## Extrait de page
------------------------------------------------
Avantages et possibles inconvénients d’une monnaie unique
L’adoption d’une monnaie unique a de nombreux avantages parmi lesquels la disparition des coûts de transactions (plus de coûts liés au change), une stabilité des prix, une meilleure coordination face aux chocs symétriques (qui frappent un ensemble de pays ou de secteurs avec la même force) ainsi qu’une meilleure efficacité de la politique budgétaire. Les échanges de biens et de services sont donc facilités, tout comme les investissements, tandis que face à un choc symétrique, un choix commun de la réponse à apporter en démultiplie les effets et que les politiques budgétaires accommodantes ne courent plus (ou moins) le risque de voir leurs investissements ne servir que la croissance à l’étranger, l’éviction de la croissance par les importations étant ainsi diluée.
Cependant si les conséquences de l’adoption d’une monnaie unique se limitaient à ces effets bénéfiques, l’euro ne serait pas l’objet de critiques si vives. Il est vrai que l’adoption de toute monnaie unique se double d’effets potentiellement délétères : la perte du levier monétaire et de la flexibilité du taux de change. Ces deux instruments étant des outils de stabilisation macroéconomique.
Pourtant, ce taux de change irrémédiablement fixe n’est pas toujours synonyme de perte de compétitivité. La perte du contrôle des changes et de l’instrument monétaire n’est coûteuse que dans un contexte de rigidité des prix et des salaires et de chocs asymétriques (qui créent des divergences d’évolution entre secteurs ou pays). C’est à dire si la perte de flexibilité sur le taux de change ne peut être compensée par celle des prix et des salaires. Dans ce cas, l’absence de possibilité d’une dépréciation de la monnaie est dommageable, car la balance commerciale de ce pays pourrait profiter d’une dévaluation : la baisse du volume des importations et la hausse de celui des exportations surpassant le renchérissement des importations*.
Les critères d’une zone monétaire optimale
C’est là qu’intervient la théorie de la Zone Monétaire Optimale, dont les critères rendent à la fois les économies moins vulnérables aux chocs asymétriques, en minimisent le coût économique et accroissent la possibilité de solidarité entre Etats. Ces critères sont l’intégration économique et commerciale, la mobilité des facteurs de production (capital et travail), la similarité des économies et la coordination budgétaire (péréquation et intégration fiscale).
L’intégration économique et commerciale est en effet un rempart contre les chocs asymétriques, car un tel choc dans un pays a un effet négatif dans l’autre via la baisse des échanges (effondrement de la demande). La mobilité du travail permet de limiter l’effet négatif du chômage dans un des pays de la zone par la migration d’une partie de ces chômeurs dans un autre pays en meilleure santé économique. La similarité des économies évite également qu’un choc sectoriel ne devienne un choc asymétrique (si des pays sont très spécialisés dans des secteurs différents). Les transferts et l’intégration fiscale enfin, permettent d´ajuster les impôts en fonction de la santé économique du pays et de créer un mécanisme de redistribution et d’assurance.
------------------------------------------------
## Données sources

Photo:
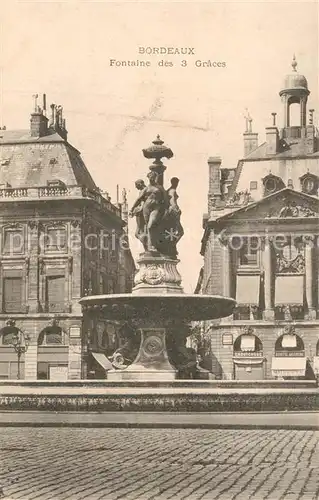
------------------------------------------------
## Énoncé 1
D'après l'extrait, quels sont les deux effets potentiellement délétères de l'adoption de toute monnaie unique ?
## Énoncé 2
Recopiez le passage de l'extrait qui commence aux mots « Les critères d’une » et s'arrête après les mots « et intégration fiscale). ».

## Réponse 1
La perte du levier monétaire et la perte de la flexibilité du taux de change.

## Réponse 2
Les critères d’une zone monétaire optimale
C’est là qu’intervient la théorie de la Zone Monétaire Optimale, dont les critères rendent à la fois les économies moins vulnérables aux chocs asymétriques, en minimisent le coût économique et accroissent la possibilité de solidarité entre Etats. Ces critères sont l’intégration économique et commerciale, la mobilité des facteurs de production (capital et travail), la similarité des économies et la coordination budgétaire (péréquation et intégration fiscale).